BAGIAN TEKS
□ □ □ □
Minggu, 07 Juli 2013

Jangan Berhenti Menanam Pohon


Tajuk Rencana
Suara Merdeka. 27 Juni 2008

Pesan manis disampaikan oleh Menteri Kehutanan MS Kaban. ”Jangan berhenti menanam pohon,” katanya dalam Seminar Nasional ”Strategi Mitigasi dan Adaptasi Perubahan Iklim” yang digelar Kelompok Diskusi wartawan (KDW) Jawa Tengah di Semarang, Selasa lalu. Pesan Menhut itu diperkuat ajakan Direktur Walhi Jateng Muzayyin Arief, bahwa momen dan jalur apa pun sebenarnya bisa dimanfaatkan untuk menggalakkan kesadaran berlingkungan, antara lain dengan menanam dan memelihara pohon. Misalnya ketika seseorang mengurus surat-surat ke kelurahan, mendaftar sebagai mahasiswa baru, dan sebagainya.

Kearifan sikap terhadap lingkungan kini menjadi tuntutan mutlak. Kesadaran mengenai akibat-akibat mengerikan pemanasan global juga makin dibutuhkan. Ketika KDW mengajak masyarakat untuk melakukan penanaman 30.000 pohon mangrove di pesisir Semarang, atau PWI Jateng dalam Peringatan Hari Pers Nasional Februari lalu menandai kegiatannya dengan penghijauan kembali kawasan Dieng, semua itu menunjukkan, sikap bersama menjaga lingkungan hidup makin mewujud sebagai gerakan. Itulah bagian dari kampanye nasional dan masyarakat internasional yang melibatkan berbagai elemen masyarakat.
□ □ □ □
DAFTAR TUGAS
[1] Jawablah pertanyaan berikut berdasarkan teks tentang penanaman pohon.
(a) Di kota mana Seminar Nasional "Strategi Mitigasi dan Adaptasi Perubahan Iklim" digelar?
(b) Berapa pohon mangrove yang diajak KDW untuk ditanam di pesisir Semarang?
(c) Kawasan mana yang dihijaukan kembali oleh PWI Jateng dalam Peringatan Hari Pers Nasional?
[2] Tuliskan lanjutan teks tentang penanaman pohon, dimulai setelah kalimat terakhir yang ditampilkan.

DATA TERSIMPAN
□ □ □ □
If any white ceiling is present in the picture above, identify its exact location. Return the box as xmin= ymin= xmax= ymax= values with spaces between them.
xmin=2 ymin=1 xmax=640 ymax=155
□ □ □ □
JAWABAN TUGAS
[1]
(a) Semarang.
(b) 30.000 pohon mangrove.
(c) Kawasan Dieng.

[2]
Sudah banyak disosialisasikan, pemanasan global akan menciptakan kondisi kehidupan yang tak beraturan, karena perubahan iklim yang serbaekstrem. Muncul keterkejutan-keterkejutan besar, manakala daerah-daerah yang sejauh ini tidak pernah mengenal banjir, rob, longsor, atau kekeringan tiba-tiba mengakrabinya. Dampak perubahan iklim yang ekstrem itu dirasakan pada sektor-sektor pertanian yang terkait dengan ketahanan pangan, kesehatan dalam hal ini penurunan kualitas daya tahan tubuh manusia, mutu lingkungan hidup, kepunahan spesies-spesies langka, serta pergeseran orientasi kehidupan sosial-budaya.

Menhut MS Kaban bahkan mengingatkan mengenai dampak kewilayahan ketika sejumlah pulau tenggelam karena ketinggian air laut yang meningkat. Bencana rob pun mengancam. Sejumlah daerah kini merasakan meluasnya serangan rob. Kondisi demikian ini, khususnya sangat dirasakan oleh peradaban daerah pesisir. Bukan hanya karena kawasan pesisir berpotensi tenggelam, tetapi juga fenomena migrasi ke perkotaan. Dari sisi kelestarian -- terkait dengan kelangsungan makhluk hidup --, yang terancam punah adalah keanekaragaman hayati, hancurnya terumbu karang, serta meningkatnya potensi kebakaran hutan.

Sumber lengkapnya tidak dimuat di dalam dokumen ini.